WORK INSTRUCTIONS:
A – Rewrite the financial review from "Elimination of Bank" to "eliminated in future.", swapping "HSBC" for "our bank".
B – Extend the financial review onward from its final sentence.

TEXT FOR ANALYSIS:
- - -
Headcount was reduced significantly during the period under review from 232 to 177. A further reduction of 15 has been made following the half year end. Additional reductions in headcount will be implemented before 30 April 2009, although this will involve redundancy costs.
In July 2008, we reported that monthly overheads (fixed costs plus employee related costs) had been reduced from £850,000 to £715,000. These were reduced further in the period under review to £580,000. We expect our ongoing cost reduction programme to reduce this to approximately £550,000 per month from March 2009 onwards.
Elimination of Bank Overdraft and Letter of Credit Facility
We enjoyed support from our bankers up to the summer of last year when our total obligations to HSBC reached £3.5 million. The management team, however, believed that it would be prudent to eliminate the Group's dependency on bank debt, given the increasing unreliability of bank support.
Accordingly, the Board agreed a phased strategy to eliminate our borrowing facilities, specifically overdraft and letter of credit arrangements. This was achieved by 31 December 2008. Our interest payments for these facilities were, accordingly, halved in the period under review and will be eliminated in future.
Inventory Reduction
The elimination of these facilities introduced additional disciplines on day to day operations and, more importantly, focused attention on working capital control - in particular the reduction of inventories, which we recognised had been too high for too long. The initiative to realise inventory has been particularly successful. The Group's balance sheet at 31 October 2008 reflects this and, since the half year end, inventory has been reduced still further.
The following statistics make plain the progress that the business has made to improve its working capital position:
- |
Total inventory reduced by £2.1 million during the period under review |
- |
Further reduction in inventory of £1.4 million since half year end |
- |
Trade debtors decreased by £2.1 million during the period - primarily due to the sale of the Portix business and strong collections processes for corporate customers who are primarily blue-chip and government bodies |
- |
Reduction in our obligations to creditors other than the bank by £4.1 million during the period |
Turnaround in Cash Position
Overall cash outflow during the period was £855,000, compared to the equivalent period last year of £2.2 million. The Group has, however, experienced an increase in cash of £0.7 million since 31 October 2008 and it has been cash generative since the period end.
- - -
PROVIDED DATA:

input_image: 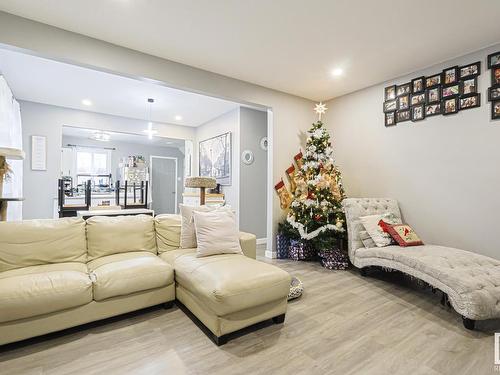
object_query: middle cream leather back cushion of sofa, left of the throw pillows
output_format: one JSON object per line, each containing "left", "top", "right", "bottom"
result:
{"left": 87, "top": 215, "right": 156, "bottom": 261}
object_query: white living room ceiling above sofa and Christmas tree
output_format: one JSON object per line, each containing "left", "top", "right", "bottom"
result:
{"left": 0, "top": 0, "right": 500, "bottom": 100}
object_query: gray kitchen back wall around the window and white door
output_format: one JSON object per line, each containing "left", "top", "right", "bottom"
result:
{"left": 62, "top": 136, "right": 184, "bottom": 213}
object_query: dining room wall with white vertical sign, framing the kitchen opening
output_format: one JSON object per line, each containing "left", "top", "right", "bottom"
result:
{"left": 20, "top": 101, "right": 194, "bottom": 219}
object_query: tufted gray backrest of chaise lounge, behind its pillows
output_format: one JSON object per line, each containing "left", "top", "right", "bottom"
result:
{"left": 342, "top": 198, "right": 401, "bottom": 261}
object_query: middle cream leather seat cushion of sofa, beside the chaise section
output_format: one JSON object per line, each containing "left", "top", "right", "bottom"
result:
{"left": 87, "top": 251, "right": 174, "bottom": 301}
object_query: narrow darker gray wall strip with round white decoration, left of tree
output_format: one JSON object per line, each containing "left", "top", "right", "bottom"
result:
{"left": 239, "top": 107, "right": 268, "bottom": 238}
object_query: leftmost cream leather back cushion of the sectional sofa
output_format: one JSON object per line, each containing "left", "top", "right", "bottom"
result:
{"left": 0, "top": 218, "right": 87, "bottom": 272}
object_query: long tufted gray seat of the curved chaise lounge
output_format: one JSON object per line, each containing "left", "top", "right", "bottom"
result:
{"left": 354, "top": 245, "right": 500, "bottom": 319}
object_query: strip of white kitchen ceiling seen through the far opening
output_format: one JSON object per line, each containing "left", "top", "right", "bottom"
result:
{"left": 62, "top": 126, "right": 185, "bottom": 149}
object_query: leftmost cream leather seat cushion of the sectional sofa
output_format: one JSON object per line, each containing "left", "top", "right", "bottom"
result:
{"left": 0, "top": 263, "right": 92, "bottom": 322}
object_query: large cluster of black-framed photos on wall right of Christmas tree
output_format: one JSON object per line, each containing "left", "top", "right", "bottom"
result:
{"left": 383, "top": 60, "right": 482, "bottom": 127}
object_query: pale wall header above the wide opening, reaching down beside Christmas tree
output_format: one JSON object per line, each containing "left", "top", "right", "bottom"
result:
{"left": 0, "top": 12, "right": 315, "bottom": 254}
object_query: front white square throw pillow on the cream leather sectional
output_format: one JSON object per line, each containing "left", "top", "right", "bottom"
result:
{"left": 193, "top": 210, "right": 243, "bottom": 257}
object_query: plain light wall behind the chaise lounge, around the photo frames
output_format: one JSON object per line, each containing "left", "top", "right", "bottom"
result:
{"left": 325, "top": 44, "right": 500, "bottom": 259}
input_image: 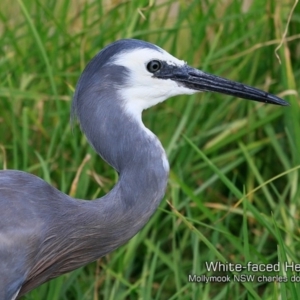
- - -
ANSWERS PROVIDED:
A –
Elimination of Bank Overdraft and Letter of Credit Facility
We enjoyed support from our bankers up to the summer of last year when our total obligations to our bank reached £3.5 million. The management team, however, believed that it would be prudent to eliminate the Group's dependency on bank debt, given the increasing unreliability of bank support.
Accordingly, the Board agreed a phased strategy to eliminate our borrowing facilities, specifically overdraft and letter of credit arrangements. This was achieved by 31 December 2008. Our interest payments for these facilities were, accordingly, halved in the period under review and will be eliminated in future.

B –
Business
Between May and October 2008, in common with most retailers, we experienced turbulent and volatile trading conditions, which were compounded by the unsatisfactory outcome of some specific business initiatives.
At the start of the financial year, it was clear that the measures we had taken to reduce our overheads, in response to pressures on both turnover and gross margins, were beginning to bear fruit; trading initiatives in all our territories were providing positive results and the development of our new business in Singapore was looking increasingly promising and we were seeking external funding to continue its development outside the Group.
The depth, impact and suddenness of the recent economic turmoil, which adversely affected so many businesses, were virtually impossible to predict. Its volatility created fluctuating and unpredictable indicators, making it difficult to interpret the business climate. At times, both during and after the period under review, eXpansys has logged several positive indicators - increases in web traffic; some positive sales indicators; and good sales on new models. These, coupled with the expected favourable impact of our normal seasonal sales patterns, indicated that the market forecasts for the year might be achieved with an improved and stronger second half result. This, however, has not been the case and sales in the key holiday period were disappointing, although not disastrous.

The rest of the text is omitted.